Capítulo 19 – Overfitting e Regularização – Parte 1
O físico Enrico Fermi, ganhador do Prêmio Nobel de Física em 1938, foi questionado sobre sua opinião em relação a um modelo matemático que alguns colegas haviam proposto como a solução para um importante problema de física não resolvido. O modelo teve excelente performance no experimento, mas Fermi estava cético. Ele perguntou quantos parâmetros livres poderiam ser definidos no modelo. “Quatro” foi a resposta. Fermi respondeu: “Eu lembro que meu amigo Johnny Von Neumann costumava dizer: com quatro parâmetros eu posso encaixar um elefante, e com cinco eu posso fazê-lo mexer seu tronco” *. Com isso, ele quis dizer que não se deve ficar impressionado quando um modelo complexo se ajusta bem a um conjunto de dados. Com parâmetros suficientes, você pode ajustar qualquer conjunto de dados.
(* A citação vem de um artigo de Freeman Dyson, que é uma das pessoas que propôs o modelo. O artigo “Um elefante de quatro parâmetros” ou “A four-parameter elephant” pode ser encontrado aqui.)
O ponto, claro, é que modelos com um grande número de parâmetros podem descrever uma variedade incrivelmente ampla de fenômenos. Mesmo que tal modelo esteja de acordo com os dados disponíveis, isso não o torna um bom modelo. Isso pode significar apenas que há liberdade suficiente no modelo que pode descrever quase qualquer conjunto de dados de tamanho determinado, sem capturar nenhuma percepção genuína do fenômeno em questão. Quando isso acontece, o modelo funcionará bem para os dados existentes, mas não conseguirá generalizar para novas situações. O verdadeiro teste de um modelo é sua capacidade de fazer previsões em situações que não foram expostas antes.
Fermi e von Neumann suspeitavam de modelos com quatro parâmetros. Nossa rede de 30 neurônios ocultos para classificação de dígitos MNIST possui quase 24.000 parâmetros! Nossa rede de 100 neurônios ocultos tem cerca de 80.000 parâmetros e redes neurais profundas de última geração às vezes contêm milhões ou até bilhões de parâmetros. Devemos confiar nos resultados?

**Dados apresentados**
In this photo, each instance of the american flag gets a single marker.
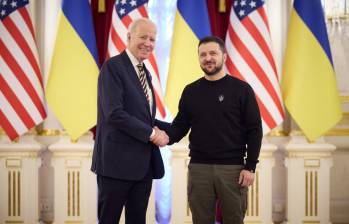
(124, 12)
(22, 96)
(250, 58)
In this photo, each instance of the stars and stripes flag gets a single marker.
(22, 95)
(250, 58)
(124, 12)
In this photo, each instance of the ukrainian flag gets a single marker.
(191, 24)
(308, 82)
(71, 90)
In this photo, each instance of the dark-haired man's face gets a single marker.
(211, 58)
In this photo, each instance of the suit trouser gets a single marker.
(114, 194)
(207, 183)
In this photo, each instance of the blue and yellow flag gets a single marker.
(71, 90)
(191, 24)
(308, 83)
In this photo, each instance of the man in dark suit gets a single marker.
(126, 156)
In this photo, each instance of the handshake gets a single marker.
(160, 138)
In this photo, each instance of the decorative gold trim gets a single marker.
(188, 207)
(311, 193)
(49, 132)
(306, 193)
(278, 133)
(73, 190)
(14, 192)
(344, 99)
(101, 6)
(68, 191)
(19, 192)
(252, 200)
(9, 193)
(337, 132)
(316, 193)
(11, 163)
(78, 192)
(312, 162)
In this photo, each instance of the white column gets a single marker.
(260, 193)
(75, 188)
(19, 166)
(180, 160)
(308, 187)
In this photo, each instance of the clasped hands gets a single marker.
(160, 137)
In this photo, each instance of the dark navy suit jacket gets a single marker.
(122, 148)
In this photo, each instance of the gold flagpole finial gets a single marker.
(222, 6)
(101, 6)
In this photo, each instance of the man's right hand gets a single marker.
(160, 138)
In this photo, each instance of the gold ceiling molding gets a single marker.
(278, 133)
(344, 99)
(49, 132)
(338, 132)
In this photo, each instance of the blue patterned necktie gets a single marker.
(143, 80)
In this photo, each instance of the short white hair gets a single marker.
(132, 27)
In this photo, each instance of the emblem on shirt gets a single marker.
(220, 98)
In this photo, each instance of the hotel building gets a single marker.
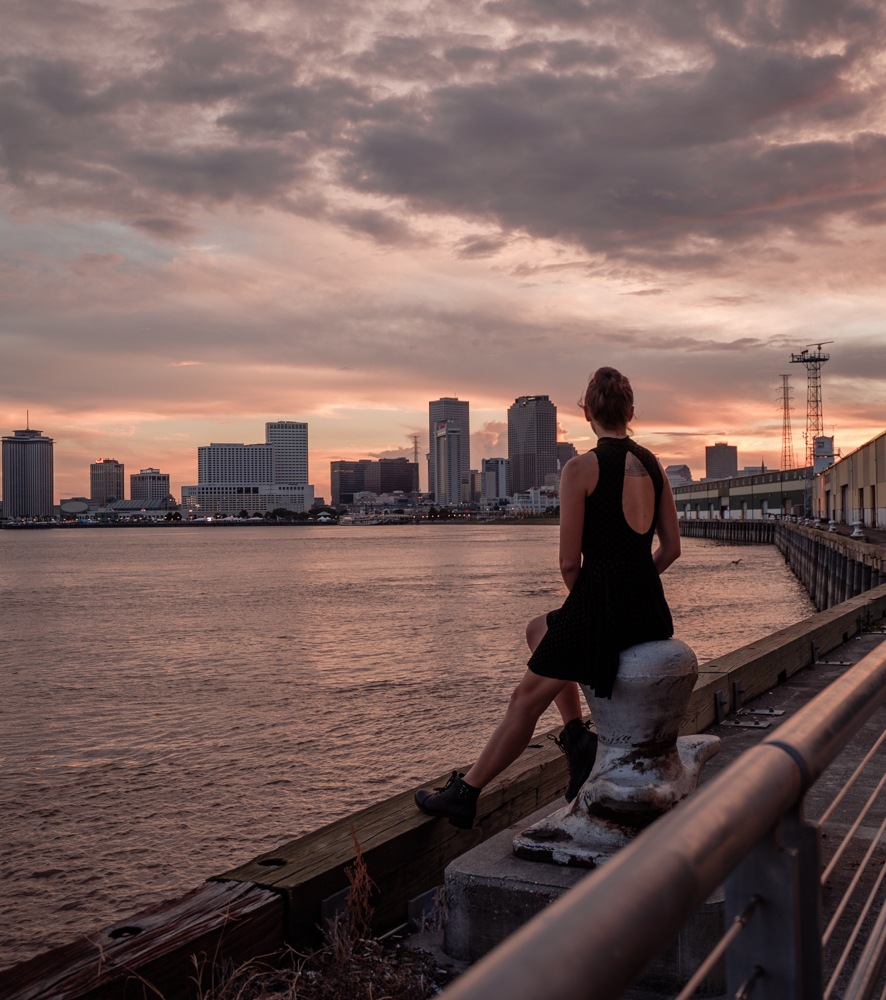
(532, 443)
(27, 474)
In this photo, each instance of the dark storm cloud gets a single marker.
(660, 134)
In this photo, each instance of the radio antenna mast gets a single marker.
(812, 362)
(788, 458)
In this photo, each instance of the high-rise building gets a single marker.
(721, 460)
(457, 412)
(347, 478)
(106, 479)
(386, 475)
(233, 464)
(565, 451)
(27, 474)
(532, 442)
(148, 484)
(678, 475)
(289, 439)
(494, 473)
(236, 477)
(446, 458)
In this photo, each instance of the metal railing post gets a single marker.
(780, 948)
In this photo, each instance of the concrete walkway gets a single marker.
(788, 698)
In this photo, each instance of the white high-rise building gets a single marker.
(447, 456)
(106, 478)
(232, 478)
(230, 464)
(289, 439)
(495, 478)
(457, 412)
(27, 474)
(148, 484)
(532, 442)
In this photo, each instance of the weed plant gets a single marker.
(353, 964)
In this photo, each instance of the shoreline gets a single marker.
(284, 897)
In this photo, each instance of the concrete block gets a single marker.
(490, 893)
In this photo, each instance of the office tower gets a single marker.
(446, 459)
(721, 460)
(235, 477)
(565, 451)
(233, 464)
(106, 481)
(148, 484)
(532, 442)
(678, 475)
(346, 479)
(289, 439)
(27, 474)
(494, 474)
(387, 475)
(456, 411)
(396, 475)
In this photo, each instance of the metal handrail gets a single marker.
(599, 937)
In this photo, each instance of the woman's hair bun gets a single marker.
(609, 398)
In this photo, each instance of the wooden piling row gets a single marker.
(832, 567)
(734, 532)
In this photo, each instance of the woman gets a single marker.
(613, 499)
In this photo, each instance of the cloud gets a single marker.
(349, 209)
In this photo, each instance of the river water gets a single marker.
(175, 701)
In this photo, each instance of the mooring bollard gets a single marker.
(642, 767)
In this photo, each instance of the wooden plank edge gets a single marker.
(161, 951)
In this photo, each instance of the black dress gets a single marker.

**Tarefas propostas**
[1] Resuma em duas frases o texto sobre overfitting.
[2] De acordo com o texto sobre overfitting, quantos parâmetros tem aproximadamente a rede de 100 neurônios ocultos?

**Respostas em ordem**
[1] Consultado sobre um modelo de quatro parâmetros livres que teve excelente performance no experimento, Fermi mostrou-se cético e citou Von Neumann para indicar que, com parâmetros suficientes, é possível ajustar qualquer conjunto de dados. O texto conclui que um modelo com muitos parâmetros pode estar de acordo com os dados existentes sem conseguir generalizar para novas situações, pois o verdadeiro teste de um modelo é sua capacidade de fazer previsões em situações a que não foi exposto antes.

[2] Cerca de 80.000 parâmetros.